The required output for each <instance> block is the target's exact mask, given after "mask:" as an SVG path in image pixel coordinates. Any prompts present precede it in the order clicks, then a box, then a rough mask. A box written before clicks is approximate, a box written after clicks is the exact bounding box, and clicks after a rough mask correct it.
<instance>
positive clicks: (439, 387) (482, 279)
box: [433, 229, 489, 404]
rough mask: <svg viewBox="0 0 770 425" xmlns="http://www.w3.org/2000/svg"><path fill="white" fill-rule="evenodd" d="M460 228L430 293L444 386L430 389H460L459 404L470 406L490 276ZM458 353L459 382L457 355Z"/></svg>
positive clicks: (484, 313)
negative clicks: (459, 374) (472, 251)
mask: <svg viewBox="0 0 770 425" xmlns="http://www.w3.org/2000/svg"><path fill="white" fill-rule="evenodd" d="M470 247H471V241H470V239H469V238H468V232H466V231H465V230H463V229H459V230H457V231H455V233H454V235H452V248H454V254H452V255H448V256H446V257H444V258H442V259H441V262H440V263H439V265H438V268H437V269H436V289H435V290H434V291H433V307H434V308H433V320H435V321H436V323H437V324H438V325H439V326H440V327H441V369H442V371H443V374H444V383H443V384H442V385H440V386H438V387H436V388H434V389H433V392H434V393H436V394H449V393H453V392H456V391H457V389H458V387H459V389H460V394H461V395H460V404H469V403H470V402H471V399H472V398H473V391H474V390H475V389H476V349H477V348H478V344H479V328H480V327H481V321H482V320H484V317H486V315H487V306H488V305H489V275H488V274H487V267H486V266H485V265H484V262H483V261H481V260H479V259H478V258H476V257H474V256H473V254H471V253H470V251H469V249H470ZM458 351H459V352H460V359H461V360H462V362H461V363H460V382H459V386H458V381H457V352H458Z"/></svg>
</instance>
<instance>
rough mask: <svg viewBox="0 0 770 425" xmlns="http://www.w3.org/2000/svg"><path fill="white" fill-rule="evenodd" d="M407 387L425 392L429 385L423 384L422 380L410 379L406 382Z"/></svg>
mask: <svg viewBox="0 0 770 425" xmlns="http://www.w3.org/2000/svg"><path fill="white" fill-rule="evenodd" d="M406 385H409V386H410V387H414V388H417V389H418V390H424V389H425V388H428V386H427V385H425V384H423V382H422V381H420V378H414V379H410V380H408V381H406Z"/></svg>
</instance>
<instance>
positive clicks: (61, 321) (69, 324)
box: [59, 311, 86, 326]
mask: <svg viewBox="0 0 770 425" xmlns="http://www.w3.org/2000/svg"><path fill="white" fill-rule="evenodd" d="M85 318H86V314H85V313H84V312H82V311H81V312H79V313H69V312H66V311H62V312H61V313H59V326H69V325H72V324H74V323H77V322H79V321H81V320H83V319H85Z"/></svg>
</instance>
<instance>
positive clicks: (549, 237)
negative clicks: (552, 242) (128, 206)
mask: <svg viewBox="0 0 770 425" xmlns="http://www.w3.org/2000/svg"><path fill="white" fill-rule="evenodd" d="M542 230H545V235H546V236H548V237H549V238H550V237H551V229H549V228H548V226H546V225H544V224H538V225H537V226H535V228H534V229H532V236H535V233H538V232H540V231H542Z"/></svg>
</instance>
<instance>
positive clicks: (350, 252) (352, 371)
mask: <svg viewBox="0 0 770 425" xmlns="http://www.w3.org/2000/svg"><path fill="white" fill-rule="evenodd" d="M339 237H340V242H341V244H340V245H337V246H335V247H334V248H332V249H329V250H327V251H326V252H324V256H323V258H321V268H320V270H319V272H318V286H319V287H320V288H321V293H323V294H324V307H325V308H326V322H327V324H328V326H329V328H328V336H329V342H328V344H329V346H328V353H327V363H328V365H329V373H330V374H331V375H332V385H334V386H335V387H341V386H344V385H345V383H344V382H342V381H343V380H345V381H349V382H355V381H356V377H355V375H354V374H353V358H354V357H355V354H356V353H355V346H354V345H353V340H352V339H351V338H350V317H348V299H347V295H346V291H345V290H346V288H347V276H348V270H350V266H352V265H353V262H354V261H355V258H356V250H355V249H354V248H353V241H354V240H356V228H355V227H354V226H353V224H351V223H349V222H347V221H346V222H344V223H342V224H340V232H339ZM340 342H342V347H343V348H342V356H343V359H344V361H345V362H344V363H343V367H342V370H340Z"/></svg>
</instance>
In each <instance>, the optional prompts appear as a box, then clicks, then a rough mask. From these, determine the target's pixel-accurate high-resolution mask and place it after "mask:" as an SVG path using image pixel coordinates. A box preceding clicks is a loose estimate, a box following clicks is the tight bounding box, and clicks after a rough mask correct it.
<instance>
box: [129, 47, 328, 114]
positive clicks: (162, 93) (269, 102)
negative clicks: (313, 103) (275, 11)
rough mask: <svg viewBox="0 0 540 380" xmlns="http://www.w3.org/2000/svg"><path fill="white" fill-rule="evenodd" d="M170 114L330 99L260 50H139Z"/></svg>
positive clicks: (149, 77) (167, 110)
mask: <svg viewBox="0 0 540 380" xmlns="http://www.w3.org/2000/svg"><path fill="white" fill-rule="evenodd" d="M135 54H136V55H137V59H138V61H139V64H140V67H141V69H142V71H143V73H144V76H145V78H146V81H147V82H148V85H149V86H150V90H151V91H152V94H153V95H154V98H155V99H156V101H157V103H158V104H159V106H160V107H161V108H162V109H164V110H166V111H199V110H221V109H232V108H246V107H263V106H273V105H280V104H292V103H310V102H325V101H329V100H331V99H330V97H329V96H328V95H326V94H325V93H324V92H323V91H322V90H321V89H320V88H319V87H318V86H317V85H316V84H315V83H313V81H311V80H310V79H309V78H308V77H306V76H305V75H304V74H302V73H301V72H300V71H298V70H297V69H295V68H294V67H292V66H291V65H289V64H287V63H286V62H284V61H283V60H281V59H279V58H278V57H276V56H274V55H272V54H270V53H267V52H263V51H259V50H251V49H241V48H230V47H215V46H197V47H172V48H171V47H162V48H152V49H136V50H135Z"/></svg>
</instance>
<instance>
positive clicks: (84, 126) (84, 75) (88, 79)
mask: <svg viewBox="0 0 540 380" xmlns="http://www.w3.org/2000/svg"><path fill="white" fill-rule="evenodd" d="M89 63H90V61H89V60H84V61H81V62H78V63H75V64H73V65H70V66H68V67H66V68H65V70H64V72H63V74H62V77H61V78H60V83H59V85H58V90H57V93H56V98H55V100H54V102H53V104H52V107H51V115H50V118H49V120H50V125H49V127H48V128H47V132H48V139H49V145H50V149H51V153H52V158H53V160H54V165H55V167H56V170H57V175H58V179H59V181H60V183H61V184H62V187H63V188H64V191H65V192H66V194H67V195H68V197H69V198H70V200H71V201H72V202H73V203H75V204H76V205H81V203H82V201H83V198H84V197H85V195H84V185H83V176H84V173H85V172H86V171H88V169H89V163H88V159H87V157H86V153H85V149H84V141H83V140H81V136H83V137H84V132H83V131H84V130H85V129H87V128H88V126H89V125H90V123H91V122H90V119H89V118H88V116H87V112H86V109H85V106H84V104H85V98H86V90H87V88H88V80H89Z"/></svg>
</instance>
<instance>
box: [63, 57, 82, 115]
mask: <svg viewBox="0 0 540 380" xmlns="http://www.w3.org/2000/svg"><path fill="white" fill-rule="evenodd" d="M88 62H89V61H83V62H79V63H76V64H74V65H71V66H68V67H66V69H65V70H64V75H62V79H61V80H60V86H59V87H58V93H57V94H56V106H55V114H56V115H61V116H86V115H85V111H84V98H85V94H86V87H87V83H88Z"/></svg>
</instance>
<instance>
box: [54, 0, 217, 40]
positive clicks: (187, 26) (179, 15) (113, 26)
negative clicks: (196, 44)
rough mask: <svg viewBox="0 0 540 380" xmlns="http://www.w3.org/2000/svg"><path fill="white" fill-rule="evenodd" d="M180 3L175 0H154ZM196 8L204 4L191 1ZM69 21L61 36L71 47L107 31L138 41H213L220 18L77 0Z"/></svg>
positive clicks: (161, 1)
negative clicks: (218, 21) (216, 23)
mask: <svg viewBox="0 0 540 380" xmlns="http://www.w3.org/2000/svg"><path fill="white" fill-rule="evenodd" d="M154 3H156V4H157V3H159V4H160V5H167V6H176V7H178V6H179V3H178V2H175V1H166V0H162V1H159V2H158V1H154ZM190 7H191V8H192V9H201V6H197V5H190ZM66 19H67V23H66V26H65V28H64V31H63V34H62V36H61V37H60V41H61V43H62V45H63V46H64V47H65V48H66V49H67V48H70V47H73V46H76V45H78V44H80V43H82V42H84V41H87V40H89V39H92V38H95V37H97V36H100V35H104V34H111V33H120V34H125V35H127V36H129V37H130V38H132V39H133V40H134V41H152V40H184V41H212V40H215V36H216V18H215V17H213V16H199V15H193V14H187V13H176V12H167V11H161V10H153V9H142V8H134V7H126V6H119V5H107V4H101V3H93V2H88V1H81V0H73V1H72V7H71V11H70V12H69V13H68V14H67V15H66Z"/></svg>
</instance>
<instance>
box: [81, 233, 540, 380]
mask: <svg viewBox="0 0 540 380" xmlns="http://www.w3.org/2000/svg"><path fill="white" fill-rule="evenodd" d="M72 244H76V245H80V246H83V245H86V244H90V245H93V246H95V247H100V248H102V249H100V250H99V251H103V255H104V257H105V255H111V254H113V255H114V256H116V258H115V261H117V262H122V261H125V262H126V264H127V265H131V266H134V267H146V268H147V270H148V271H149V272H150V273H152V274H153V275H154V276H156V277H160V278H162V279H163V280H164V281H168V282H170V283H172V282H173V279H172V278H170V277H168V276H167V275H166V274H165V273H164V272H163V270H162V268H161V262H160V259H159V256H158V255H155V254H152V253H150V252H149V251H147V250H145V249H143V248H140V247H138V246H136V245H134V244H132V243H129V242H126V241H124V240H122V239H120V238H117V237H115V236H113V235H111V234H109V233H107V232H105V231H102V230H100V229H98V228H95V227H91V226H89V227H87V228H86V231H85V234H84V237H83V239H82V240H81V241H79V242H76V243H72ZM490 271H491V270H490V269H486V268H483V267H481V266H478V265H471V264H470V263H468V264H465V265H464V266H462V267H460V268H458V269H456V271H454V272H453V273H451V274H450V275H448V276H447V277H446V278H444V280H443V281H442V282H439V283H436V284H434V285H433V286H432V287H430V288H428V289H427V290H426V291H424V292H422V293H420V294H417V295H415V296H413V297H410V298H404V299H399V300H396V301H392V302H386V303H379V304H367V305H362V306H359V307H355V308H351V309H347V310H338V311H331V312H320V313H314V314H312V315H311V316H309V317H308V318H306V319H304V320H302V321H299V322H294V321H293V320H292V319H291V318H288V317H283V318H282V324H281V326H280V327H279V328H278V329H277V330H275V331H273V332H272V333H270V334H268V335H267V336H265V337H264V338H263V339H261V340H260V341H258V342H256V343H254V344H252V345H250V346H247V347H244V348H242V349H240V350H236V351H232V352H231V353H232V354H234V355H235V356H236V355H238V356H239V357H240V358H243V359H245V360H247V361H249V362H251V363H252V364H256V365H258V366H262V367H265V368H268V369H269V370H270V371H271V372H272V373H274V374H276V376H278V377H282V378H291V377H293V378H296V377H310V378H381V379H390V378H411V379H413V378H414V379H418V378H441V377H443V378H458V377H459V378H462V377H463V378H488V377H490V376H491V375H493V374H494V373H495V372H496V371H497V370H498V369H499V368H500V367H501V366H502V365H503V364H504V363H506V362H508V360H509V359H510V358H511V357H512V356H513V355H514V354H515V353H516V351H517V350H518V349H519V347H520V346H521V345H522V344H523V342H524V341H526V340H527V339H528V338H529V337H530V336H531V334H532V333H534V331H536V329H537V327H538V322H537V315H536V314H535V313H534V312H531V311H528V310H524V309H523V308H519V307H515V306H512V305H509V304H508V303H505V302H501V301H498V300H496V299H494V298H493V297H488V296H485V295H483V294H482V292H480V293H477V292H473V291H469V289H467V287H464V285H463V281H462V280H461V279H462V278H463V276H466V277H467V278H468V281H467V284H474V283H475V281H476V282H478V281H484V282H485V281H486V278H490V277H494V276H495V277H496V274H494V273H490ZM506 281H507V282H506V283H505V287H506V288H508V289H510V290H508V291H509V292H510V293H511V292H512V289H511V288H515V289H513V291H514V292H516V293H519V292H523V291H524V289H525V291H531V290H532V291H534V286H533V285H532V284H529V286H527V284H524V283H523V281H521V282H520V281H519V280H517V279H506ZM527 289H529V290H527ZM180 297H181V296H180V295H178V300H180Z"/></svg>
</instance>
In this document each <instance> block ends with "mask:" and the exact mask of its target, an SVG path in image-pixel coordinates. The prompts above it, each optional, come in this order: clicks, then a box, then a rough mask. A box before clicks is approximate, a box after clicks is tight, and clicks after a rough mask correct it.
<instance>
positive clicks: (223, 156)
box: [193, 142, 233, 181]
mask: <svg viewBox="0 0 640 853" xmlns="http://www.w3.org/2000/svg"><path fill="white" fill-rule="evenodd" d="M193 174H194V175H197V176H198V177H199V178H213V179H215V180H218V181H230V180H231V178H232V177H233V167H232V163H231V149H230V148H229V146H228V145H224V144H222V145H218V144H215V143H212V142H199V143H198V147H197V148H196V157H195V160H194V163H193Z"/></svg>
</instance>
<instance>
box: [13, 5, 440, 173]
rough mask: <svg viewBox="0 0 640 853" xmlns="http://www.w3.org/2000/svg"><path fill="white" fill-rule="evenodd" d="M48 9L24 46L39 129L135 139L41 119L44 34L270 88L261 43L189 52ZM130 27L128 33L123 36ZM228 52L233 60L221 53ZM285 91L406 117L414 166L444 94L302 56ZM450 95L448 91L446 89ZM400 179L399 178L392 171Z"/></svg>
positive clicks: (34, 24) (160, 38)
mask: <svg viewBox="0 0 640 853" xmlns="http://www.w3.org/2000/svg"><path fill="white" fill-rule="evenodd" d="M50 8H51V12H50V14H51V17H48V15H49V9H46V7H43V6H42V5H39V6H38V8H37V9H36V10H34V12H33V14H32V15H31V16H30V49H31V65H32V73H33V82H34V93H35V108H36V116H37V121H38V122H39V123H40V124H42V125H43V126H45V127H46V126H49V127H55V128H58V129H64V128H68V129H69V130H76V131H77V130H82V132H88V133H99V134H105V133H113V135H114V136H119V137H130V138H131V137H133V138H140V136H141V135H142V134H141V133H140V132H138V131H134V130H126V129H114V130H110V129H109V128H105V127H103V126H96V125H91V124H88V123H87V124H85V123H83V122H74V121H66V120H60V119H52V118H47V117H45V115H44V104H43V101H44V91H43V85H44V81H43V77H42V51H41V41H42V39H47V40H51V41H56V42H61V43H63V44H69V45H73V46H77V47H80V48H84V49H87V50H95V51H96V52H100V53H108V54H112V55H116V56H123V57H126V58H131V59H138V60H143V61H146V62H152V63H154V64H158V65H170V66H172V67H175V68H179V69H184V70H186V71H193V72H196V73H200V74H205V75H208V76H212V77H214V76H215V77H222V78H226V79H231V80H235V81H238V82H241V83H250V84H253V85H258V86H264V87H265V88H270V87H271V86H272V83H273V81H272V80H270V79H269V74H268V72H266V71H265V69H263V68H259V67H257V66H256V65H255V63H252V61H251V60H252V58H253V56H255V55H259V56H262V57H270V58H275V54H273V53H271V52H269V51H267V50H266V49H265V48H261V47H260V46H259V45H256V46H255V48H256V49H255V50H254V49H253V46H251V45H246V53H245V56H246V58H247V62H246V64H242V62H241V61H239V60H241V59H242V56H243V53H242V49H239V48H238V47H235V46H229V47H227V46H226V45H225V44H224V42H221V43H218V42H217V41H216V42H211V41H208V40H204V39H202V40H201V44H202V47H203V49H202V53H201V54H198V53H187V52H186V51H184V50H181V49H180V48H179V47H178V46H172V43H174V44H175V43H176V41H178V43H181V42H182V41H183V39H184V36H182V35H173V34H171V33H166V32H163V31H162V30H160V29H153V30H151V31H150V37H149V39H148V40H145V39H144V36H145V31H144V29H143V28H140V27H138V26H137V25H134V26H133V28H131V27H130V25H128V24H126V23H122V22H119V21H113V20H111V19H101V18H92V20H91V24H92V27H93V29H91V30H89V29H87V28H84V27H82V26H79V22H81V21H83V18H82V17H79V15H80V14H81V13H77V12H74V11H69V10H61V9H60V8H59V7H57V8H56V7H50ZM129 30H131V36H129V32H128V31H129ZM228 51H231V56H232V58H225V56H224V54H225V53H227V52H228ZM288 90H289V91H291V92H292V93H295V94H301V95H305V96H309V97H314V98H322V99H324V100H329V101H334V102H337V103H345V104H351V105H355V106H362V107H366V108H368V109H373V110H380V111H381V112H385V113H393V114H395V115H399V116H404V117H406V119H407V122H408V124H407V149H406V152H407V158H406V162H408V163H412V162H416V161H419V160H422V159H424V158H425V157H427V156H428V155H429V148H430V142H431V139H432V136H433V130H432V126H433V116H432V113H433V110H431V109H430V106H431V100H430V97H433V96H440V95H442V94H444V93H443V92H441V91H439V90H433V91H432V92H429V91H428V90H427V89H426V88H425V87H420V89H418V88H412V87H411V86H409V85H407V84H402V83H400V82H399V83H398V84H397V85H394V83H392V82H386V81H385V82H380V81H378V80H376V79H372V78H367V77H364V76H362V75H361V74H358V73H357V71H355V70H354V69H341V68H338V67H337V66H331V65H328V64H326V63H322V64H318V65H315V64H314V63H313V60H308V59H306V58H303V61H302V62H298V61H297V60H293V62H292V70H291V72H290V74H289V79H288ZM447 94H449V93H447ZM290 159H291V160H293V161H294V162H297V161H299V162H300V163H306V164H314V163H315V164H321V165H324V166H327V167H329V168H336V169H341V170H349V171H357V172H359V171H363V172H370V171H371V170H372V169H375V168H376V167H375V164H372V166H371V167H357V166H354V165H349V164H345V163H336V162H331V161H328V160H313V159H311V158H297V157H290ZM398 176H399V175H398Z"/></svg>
+ + + +
## About this task
Convert everything from the start of the records up to and including the line with "positive clicks: (484, 313)" into a Markdown table with the columns Row and Text. Number each line in Row, and leave out any blank lines.

## Response to the exercise
| Row | Text |
|---|---|
| 1 | The required output for each <instance> block is the target's exact mask, given after "mask:" as an SVG path in image pixel coordinates. Any prompts present precede it in the order clicks, then a box, then a rough mask. A box written before clicks is approximate, a box written after clicks is the exact bounding box, and clicks after a rough mask correct it. |
| 2 | <instance> |
| 3 | positive clicks: (439, 387) (482, 279) |
| 4 | box: [433, 229, 489, 404] |
| 5 | rough mask: <svg viewBox="0 0 770 425" xmlns="http://www.w3.org/2000/svg"><path fill="white" fill-rule="evenodd" d="M460 228L430 293L444 386L430 389H460L459 404L470 406L490 276ZM458 353L459 382L457 355Z"/></svg> |
| 6 | positive clicks: (484, 313) |